▶ Tugas:
Tukar "rough mask" dengan "coarse mask" pada data, mulai dari baris yang memuat "53L560 45L544 38L538" dan berhenti setelah baris yang memuat "positive clicks: (558, 51) (537, 60)". Tuliskan kembali hanya baris-baris tersebut tanpa perubahan lain.

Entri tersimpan
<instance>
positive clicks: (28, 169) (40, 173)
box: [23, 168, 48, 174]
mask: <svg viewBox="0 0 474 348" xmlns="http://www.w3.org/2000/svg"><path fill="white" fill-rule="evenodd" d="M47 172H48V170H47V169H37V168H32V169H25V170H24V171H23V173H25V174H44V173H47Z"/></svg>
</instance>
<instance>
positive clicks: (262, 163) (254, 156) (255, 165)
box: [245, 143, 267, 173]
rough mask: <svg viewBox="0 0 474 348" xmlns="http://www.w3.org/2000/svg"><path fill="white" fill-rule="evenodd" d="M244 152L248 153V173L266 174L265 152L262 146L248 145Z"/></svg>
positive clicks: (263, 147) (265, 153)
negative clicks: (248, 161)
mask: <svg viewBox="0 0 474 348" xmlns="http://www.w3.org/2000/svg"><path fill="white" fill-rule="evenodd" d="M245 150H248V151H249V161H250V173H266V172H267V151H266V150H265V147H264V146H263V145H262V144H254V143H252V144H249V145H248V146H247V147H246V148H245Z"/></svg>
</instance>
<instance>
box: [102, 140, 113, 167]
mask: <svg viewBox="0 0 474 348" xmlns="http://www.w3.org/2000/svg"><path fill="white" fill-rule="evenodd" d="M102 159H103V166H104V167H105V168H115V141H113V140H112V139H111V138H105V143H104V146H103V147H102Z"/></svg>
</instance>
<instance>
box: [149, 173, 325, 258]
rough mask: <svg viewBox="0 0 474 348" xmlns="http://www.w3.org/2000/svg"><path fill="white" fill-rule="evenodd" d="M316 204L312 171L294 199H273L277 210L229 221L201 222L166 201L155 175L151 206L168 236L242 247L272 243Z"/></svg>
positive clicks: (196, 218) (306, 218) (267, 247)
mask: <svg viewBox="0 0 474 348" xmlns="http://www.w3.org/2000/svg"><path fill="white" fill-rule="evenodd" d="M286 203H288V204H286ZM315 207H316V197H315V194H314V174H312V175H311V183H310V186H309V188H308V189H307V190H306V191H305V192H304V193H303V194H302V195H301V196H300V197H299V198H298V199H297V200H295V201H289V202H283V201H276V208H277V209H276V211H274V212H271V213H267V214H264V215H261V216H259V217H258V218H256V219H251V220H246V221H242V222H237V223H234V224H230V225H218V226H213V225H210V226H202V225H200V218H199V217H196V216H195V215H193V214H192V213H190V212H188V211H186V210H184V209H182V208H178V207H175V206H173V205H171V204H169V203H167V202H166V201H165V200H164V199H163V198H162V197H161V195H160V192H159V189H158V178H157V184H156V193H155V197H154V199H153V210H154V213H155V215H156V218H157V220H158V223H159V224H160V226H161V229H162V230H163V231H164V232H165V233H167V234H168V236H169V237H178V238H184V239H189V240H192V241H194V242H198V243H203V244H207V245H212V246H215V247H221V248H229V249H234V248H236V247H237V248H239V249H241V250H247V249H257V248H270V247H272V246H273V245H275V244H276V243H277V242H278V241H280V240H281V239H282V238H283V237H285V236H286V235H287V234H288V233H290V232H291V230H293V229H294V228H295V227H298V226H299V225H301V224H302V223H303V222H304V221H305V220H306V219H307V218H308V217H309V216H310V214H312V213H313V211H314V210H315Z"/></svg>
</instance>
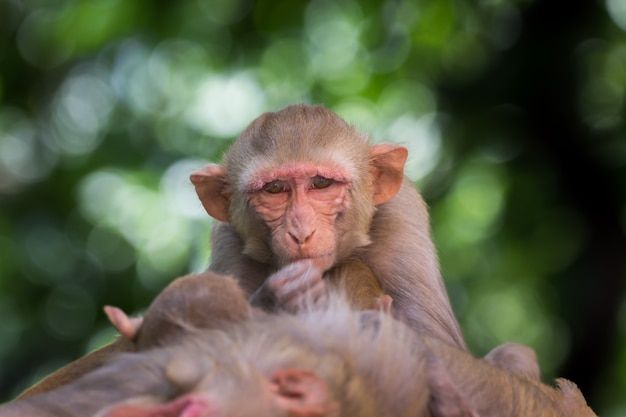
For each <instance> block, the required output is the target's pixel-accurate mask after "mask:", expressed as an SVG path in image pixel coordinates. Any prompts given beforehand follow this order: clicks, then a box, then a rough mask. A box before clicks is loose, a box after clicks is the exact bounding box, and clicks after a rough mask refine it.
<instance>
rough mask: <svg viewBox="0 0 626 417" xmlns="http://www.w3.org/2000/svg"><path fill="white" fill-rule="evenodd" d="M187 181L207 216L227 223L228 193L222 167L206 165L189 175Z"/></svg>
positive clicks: (228, 192) (213, 165) (228, 204)
mask: <svg viewBox="0 0 626 417" xmlns="http://www.w3.org/2000/svg"><path fill="white" fill-rule="evenodd" d="M189 179H190V180H191V182H192V183H193V185H194V187H195V188H196V194H198V197H199V198H200V202H201V203H202V206H203V207H204V209H205V210H206V211H207V213H209V216H211V217H213V218H214V219H217V220H220V221H223V222H227V221H228V205H229V203H230V193H229V192H228V183H227V182H226V171H224V167H222V166H221V165H216V164H210V165H207V166H205V167H204V168H202V169H199V170H198V171H196V172H194V173H193V174H191V176H190V177H189Z"/></svg>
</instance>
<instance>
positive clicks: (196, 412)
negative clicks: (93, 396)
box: [102, 395, 217, 417]
mask: <svg viewBox="0 0 626 417" xmlns="http://www.w3.org/2000/svg"><path fill="white" fill-rule="evenodd" d="M216 415H217V413H216V412H215V410H214V409H213V408H212V407H211V404H208V403H207V402H206V401H205V400H204V399H203V398H200V397H198V396H194V395H187V396H184V397H181V398H179V399H177V400H174V401H172V402H169V403H166V404H161V405H157V406H154V405H146V404H132V403H121V404H116V405H114V406H112V407H110V408H109V409H108V410H106V411H105V412H104V414H102V417H212V416H216Z"/></svg>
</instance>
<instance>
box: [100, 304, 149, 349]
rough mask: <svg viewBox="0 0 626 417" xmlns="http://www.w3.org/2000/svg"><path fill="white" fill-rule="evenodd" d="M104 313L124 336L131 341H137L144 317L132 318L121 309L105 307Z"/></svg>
mask: <svg viewBox="0 0 626 417" xmlns="http://www.w3.org/2000/svg"><path fill="white" fill-rule="evenodd" d="M104 313H105V314H106V315H107V317H108V318H109V321H110V322H111V324H113V327H115V328H116V329H117V331H118V332H120V334H121V335H122V336H124V337H125V338H126V339H128V340H130V341H133V340H135V337H137V333H139V329H140V328H141V324H142V323H143V317H134V318H130V317H128V316H127V315H126V313H124V312H123V311H122V310H121V309H119V308H117V307H112V306H104Z"/></svg>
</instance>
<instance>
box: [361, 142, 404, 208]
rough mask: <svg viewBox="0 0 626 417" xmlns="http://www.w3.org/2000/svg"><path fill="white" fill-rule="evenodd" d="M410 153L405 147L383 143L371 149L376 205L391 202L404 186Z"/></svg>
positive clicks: (370, 168)
mask: <svg viewBox="0 0 626 417" xmlns="http://www.w3.org/2000/svg"><path fill="white" fill-rule="evenodd" d="M408 155H409V151H408V149H407V148H405V147H404V146H398V145H391V144H388V143H381V144H377V145H374V146H372V147H371V148H370V172H371V173H372V177H373V184H372V187H373V199H374V205H378V204H382V203H385V202H387V201H389V200H390V199H391V198H392V197H393V196H395V195H396V193H397V192H398V191H399V190H400V187H401V186H402V181H403V179H404V164H405V163H406V159H407V157H408Z"/></svg>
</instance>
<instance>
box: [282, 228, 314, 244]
mask: <svg viewBox="0 0 626 417" xmlns="http://www.w3.org/2000/svg"><path fill="white" fill-rule="evenodd" d="M288 233H289V237H290V238H291V240H293V241H294V243H296V244H297V245H298V246H301V245H304V244H305V243H307V242H309V241H310V240H311V238H312V237H313V235H314V234H315V230H313V231H312V232H310V233H308V232H300V231H295V232H288Z"/></svg>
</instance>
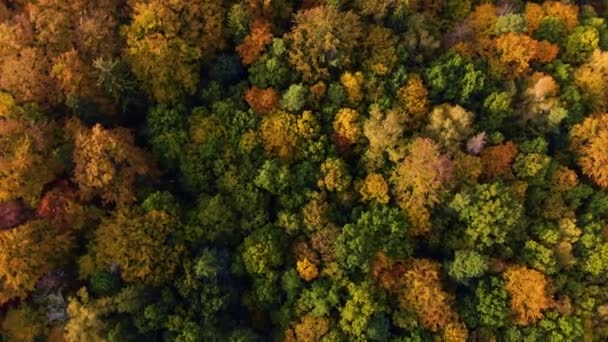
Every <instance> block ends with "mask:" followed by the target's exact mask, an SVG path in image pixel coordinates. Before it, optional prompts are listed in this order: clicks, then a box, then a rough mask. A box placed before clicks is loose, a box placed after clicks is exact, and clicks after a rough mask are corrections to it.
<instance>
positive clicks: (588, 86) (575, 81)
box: [574, 49, 608, 111]
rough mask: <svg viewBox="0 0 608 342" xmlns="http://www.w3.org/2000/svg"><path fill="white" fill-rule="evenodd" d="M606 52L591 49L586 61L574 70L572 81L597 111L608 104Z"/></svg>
mask: <svg viewBox="0 0 608 342" xmlns="http://www.w3.org/2000/svg"><path fill="white" fill-rule="evenodd" d="M607 76H608V53H607V52H602V51H600V50H599V49H596V50H595V51H593V54H591V57H589V59H588V60H587V62H586V63H584V64H583V65H581V66H580V67H578V68H577V69H576V71H575V72H574V83H575V84H576V85H577V86H579V87H580V88H581V90H582V95H583V96H584V98H585V99H586V100H587V101H589V102H590V103H591V105H592V106H593V108H594V109H595V110H597V111H602V110H604V109H606V106H607V105H608V100H607V99H608V95H607V94H608V82H607V81H606V77H607Z"/></svg>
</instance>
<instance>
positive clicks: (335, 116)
mask: <svg viewBox="0 0 608 342" xmlns="http://www.w3.org/2000/svg"><path fill="white" fill-rule="evenodd" d="M360 126H361V125H360V122H359V113H358V112H357V111H356V110H354V109H350V108H342V109H340V110H339V111H338V113H336V116H335V118H334V123H333V128H334V132H335V133H336V134H337V135H339V136H340V137H341V138H343V139H344V140H345V141H346V142H347V143H348V145H352V144H355V143H357V142H358V141H359V138H360V137H361V127H360Z"/></svg>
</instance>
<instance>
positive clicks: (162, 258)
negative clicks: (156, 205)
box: [92, 209, 183, 286]
mask: <svg viewBox="0 0 608 342" xmlns="http://www.w3.org/2000/svg"><path fill="white" fill-rule="evenodd" d="M176 229H177V222H176V219H175V218H174V217H173V216H171V215H170V214H168V213H167V212H164V211H157V210H151V211H148V212H141V211H139V210H137V209H119V210H118V211H117V212H116V213H115V214H114V215H113V216H112V217H109V218H106V219H104V220H103V221H102V222H101V224H100V226H99V228H98V229H97V230H96V231H95V237H94V241H95V245H94V249H93V252H92V253H93V257H94V258H95V262H96V264H97V267H98V268H100V269H108V268H109V267H110V266H111V265H113V264H116V265H118V268H119V269H120V276H121V278H122V279H123V280H124V281H126V282H142V283H144V284H147V285H151V286H160V285H162V284H164V283H165V282H166V281H168V280H170V279H173V275H174V274H175V273H176V272H177V269H178V266H179V260H180V256H181V253H182V251H183V246H181V245H179V244H176V243H173V242H172V235H173V234H174V233H175V231H176Z"/></svg>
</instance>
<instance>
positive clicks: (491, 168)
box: [480, 141, 518, 178]
mask: <svg viewBox="0 0 608 342" xmlns="http://www.w3.org/2000/svg"><path fill="white" fill-rule="evenodd" d="M517 154H518V151H517V146H515V144H514V143H513V142H512V141H507V142H506V143H503V144H500V145H496V146H491V147H488V148H486V149H484V150H483V151H482V152H481V154H480V156H481V161H482V163H483V175H484V176H485V177H487V178H494V177H497V176H501V175H504V174H505V173H507V172H509V171H510V170H511V164H512V163H513V161H514V160H515V157H517Z"/></svg>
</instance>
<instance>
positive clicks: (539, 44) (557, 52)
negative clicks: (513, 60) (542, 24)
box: [534, 40, 559, 64]
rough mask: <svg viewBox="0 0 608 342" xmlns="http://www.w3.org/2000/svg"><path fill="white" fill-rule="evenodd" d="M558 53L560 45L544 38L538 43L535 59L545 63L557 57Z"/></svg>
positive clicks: (558, 51) (537, 60)
mask: <svg viewBox="0 0 608 342" xmlns="http://www.w3.org/2000/svg"><path fill="white" fill-rule="evenodd" d="M558 53H559V47H557V45H555V44H552V43H550V42H548V41H546V40H543V41H540V42H539V43H538V46H537V49H536V54H535V56H534V59H535V60H537V61H539V62H540V63H543V64H544V63H550V62H551V61H553V60H554V59H555V57H557V54H558Z"/></svg>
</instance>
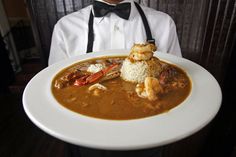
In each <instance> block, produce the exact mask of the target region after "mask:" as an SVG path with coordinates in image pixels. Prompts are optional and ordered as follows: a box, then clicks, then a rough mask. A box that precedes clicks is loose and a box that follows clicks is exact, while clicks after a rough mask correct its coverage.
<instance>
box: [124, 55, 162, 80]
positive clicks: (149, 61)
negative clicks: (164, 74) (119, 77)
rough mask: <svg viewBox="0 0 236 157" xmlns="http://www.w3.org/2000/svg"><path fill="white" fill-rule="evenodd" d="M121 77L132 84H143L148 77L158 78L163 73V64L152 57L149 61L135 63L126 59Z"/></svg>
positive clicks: (135, 62)
mask: <svg viewBox="0 0 236 157" xmlns="http://www.w3.org/2000/svg"><path fill="white" fill-rule="evenodd" d="M120 71H121V77H122V78H123V79H124V80H126V81H130V82H134V83H142V82H144V80H145V78H146V77H158V76H159V74H160V72H161V63H160V61H159V59H158V58H156V57H152V58H151V59H150V60H148V61H135V62H134V61H133V62H131V61H130V59H129V58H126V59H125V60H124V62H123V65H122V67H121V70H120Z"/></svg>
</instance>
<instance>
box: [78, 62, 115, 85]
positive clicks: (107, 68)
mask: <svg viewBox="0 0 236 157" xmlns="http://www.w3.org/2000/svg"><path fill="white" fill-rule="evenodd" d="M117 66H118V64H113V65H111V66H109V67H107V68H105V69H102V70H100V71H98V72H96V73H94V74H91V75H86V76H83V77H81V78H79V79H77V80H75V82H74V85H75V86H83V85H86V84H89V83H93V82H95V81H98V80H99V79H100V78H102V77H103V76H104V75H106V74H107V73H108V72H109V71H111V70H112V69H114V68H116V67H117Z"/></svg>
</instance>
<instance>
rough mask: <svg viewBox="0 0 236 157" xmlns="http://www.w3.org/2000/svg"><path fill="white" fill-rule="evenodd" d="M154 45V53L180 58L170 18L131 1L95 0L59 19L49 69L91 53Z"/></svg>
mask: <svg viewBox="0 0 236 157" xmlns="http://www.w3.org/2000/svg"><path fill="white" fill-rule="evenodd" d="M145 42H150V43H155V44H156V45H157V47H158V51H161V52H164V53H170V54H173V55H176V56H180V57H181V56H182V55H181V50H180V46H179V41H178V37H177V33H176V26H175V23H174V21H173V20H172V19H171V17H170V16H169V15H167V14H165V13H163V12H160V11H156V10H154V9H151V8H148V7H144V6H140V5H139V4H138V3H136V2H134V1H133V0H96V1H94V3H93V5H90V6H87V7H85V8H83V9H81V10H79V11H77V12H74V13H72V14H69V15H67V16H64V17H63V18H61V19H60V20H59V21H58V22H57V24H56V25H55V27H54V31H53V36H52V43H51V50H50V55H49V61H48V63H49V65H51V64H53V63H55V62H58V61H60V60H64V59H66V58H70V57H72V56H77V55H81V54H85V53H89V52H92V51H102V50H110V49H130V48H131V47H132V46H133V44H134V43H145Z"/></svg>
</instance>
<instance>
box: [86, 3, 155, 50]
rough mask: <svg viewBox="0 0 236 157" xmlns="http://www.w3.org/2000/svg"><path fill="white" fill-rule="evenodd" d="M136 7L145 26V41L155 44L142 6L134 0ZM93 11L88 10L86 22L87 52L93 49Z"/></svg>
mask: <svg viewBox="0 0 236 157" xmlns="http://www.w3.org/2000/svg"><path fill="white" fill-rule="evenodd" d="M134 4H135V6H136V8H137V9H138V12H139V14H140V16H141V18H142V21H143V24H144V28H145V32H146V36H147V42H148V43H153V44H155V39H153V38H152V33H151V30H150V27H149V24H148V21H147V18H146V16H145V14H144V12H143V10H142V8H141V7H140V5H139V4H138V3H136V2H134ZM93 19H94V16H93V13H92V10H91V12H90V16H89V23H88V29H89V30H88V44H87V53H89V52H92V51H93V41H94V32H93Z"/></svg>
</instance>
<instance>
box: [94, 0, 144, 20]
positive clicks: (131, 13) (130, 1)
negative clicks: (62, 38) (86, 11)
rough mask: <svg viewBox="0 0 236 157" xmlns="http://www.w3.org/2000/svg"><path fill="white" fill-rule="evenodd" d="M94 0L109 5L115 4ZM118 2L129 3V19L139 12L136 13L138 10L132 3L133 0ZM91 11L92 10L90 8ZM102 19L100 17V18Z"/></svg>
mask: <svg viewBox="0 0 236 157" xmlns="http://www.w3.org/2000/svg"><path fill="white" fill-rule="evenodd" d="M96 1H99V2H103V3H106V4H109V5H115V4H110V3H108V2H105V1H104V0H96ZM120 3H131V11H130V15H129V20H133V19H134V17H135V16H137V15H138V14H139V13H138V10H137V8H136V6H135V4H134V0H124V1H122V2H120ZM92 8H93V7H92ZM92 11H93V10H92ZM101 19H102V18H101Z"/></svg>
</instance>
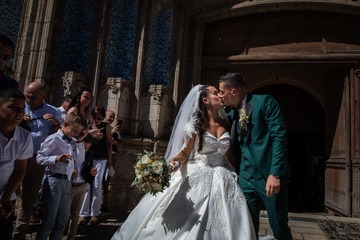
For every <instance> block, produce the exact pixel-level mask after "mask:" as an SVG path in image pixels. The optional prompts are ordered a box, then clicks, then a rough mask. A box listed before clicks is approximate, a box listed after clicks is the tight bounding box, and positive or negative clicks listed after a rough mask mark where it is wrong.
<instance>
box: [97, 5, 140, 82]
mask: <svg viewBox="0 0 360 240" xmlns="http://www.w3.org/2000/svg"><path fill="white" fill-rule="evenodd" d="M138 6H139V1H138V0H121V1H112V8H111V17H110V26H109V33H108V42H107V50H106V57H105V64H104V71H103V72H104V77H121V78H123V79H125V80H130V81H131V80H132V79H131V78H132V70H133V62H134V44H135V34H136V23H137V22H136V20H137V10H138Z"/></svg>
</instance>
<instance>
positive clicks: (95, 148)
mask: <svg viewBox="0 0 360 240" xmlns="http://www.w3.org/2000/svg"><path fill="white" fill-rule="evenodd" d="M105 112H106V110H105V108H104V107H102V106H96V107H94V108H93V109H92V110H91V117H92V121H93V122H92V124H91V125H90V131H91V130H92V129H97V130H99V131H100V132H98V134H97V136H96V137H95V139H94V141H93V144H92V145H91V147H90V149H89V151H92V152H93V154H94V160H93V166H94V167H95V168H96V170H97V174H96V176H95V179H94V182H93V184H92V186H90V185H89V184H87V186H86V193H85V198H84V202H83V205H82V207H81V210H80V220H79V223H80V224H84V223H85V222H86V218H87V217H91V219H90V224H99V223H100V220H99V217H98V216H99V215H100V208H101V204H102V182H103V177H104V173H105V171H106V169H107V168H110V167H111V157H112V155H111V149H112V144H113V139H112V135H111V126H110V124H108V123H105V122H104V118H105V116H106V114H105ZM90 187H92V199H91V198H90V197H91V196H90ZM90 201H91V204H90ZM89 205H90V208H89Z"/></svg>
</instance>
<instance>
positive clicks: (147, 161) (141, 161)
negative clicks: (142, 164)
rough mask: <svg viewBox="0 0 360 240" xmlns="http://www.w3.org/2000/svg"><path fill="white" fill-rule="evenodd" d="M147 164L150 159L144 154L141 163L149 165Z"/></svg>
mask: <svg viewBox="0 0 360 240" xmlns="http://www.w3.org/2000/svg"><path fill="white" fill-rule="evenodd" d="M149 162H150V158H149V156H148V155H146V154H145V155H144V156H142V158H141V163H149Z"/></svg>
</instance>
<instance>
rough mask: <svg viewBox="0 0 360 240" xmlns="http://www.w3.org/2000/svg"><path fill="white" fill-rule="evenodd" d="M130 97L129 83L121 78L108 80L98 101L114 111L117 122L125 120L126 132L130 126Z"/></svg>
mask: <svg viewBox="0 0 360 240" xmlns="http://www.w3.org/2000/svg"><path fill="white" fill-rule="evenodd" d="M129 95H130V89H129V81H126V80H124V79H122V78H119V77H116V78H108V79H107V81H106V84H105V85H104V86H103V87H102V88H101V90H100V94H99V99H98V101H97V102H98V104H99V105H102V106H103V107H105V108H106V109H111V110H113V111H114V112H115V116H116V118H117V120H120V119H121V120H123V126H122V130H123V131H125V132H126V131H127V127H128V126H129V124H128V123H129V111H130V102H129V99H130V97H129Z"/></svg>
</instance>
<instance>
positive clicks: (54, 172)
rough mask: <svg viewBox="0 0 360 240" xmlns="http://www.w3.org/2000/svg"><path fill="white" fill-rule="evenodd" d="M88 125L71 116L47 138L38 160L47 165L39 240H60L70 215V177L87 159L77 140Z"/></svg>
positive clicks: (77, 118)
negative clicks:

▶ Jawaban:
coarse mask: <svg viewBox="0 0 608 342" xmlns="http://www.w3.org/2000/svg"><path fill="white" fill-rule="evenodd" d="M558 53L560 45L544 38L538 43L535 59L545 63L557 57Z"/></svg>
positive clicks: (558, 51) (537, 60)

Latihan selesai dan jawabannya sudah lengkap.